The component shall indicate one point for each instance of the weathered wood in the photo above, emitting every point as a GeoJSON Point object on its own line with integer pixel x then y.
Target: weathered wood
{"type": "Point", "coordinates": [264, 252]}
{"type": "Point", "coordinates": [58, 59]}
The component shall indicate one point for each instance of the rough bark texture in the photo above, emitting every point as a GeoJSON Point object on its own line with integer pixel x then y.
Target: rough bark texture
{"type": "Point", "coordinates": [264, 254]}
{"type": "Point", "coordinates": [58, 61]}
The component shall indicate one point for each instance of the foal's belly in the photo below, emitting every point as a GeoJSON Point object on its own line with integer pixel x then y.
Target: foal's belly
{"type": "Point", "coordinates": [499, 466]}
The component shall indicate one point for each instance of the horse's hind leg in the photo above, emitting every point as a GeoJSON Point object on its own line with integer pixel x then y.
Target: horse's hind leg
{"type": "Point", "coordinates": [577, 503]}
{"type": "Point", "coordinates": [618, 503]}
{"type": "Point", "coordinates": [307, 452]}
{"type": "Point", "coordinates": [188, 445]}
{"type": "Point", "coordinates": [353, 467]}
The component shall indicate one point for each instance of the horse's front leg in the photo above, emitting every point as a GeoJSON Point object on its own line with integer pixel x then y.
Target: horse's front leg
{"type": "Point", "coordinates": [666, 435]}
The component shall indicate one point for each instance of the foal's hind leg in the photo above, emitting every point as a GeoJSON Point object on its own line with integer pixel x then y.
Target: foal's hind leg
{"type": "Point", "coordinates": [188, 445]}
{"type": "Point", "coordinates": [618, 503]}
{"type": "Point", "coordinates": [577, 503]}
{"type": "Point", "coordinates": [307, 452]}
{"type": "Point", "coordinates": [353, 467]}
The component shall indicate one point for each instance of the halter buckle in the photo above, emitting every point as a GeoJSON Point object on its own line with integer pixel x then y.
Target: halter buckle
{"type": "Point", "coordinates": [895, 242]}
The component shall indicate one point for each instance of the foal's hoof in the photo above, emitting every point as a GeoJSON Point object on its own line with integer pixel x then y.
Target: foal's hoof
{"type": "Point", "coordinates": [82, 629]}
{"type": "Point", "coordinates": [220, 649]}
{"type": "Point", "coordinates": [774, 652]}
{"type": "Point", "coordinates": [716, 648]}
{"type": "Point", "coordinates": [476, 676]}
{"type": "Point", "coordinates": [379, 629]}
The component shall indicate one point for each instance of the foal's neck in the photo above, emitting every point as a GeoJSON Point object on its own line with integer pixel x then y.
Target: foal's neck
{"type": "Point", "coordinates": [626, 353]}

### Exercise
Scale the stretch from the line containing "the foal's neck" through the end of the records, reproducing those lines in full with the requests included. Multiply every pixel coordinate in the answers by 0.5 and round to whole numbers, with halves rounding up.

### The answer
The component shall indicate one point for each instance of the foal's neck in the photo above, emitting every point as a GeoJSON Point object on its own line with integer pixel x then y.
Target: foal's neck
{"type": "Point", "coordinates": [313, 177]}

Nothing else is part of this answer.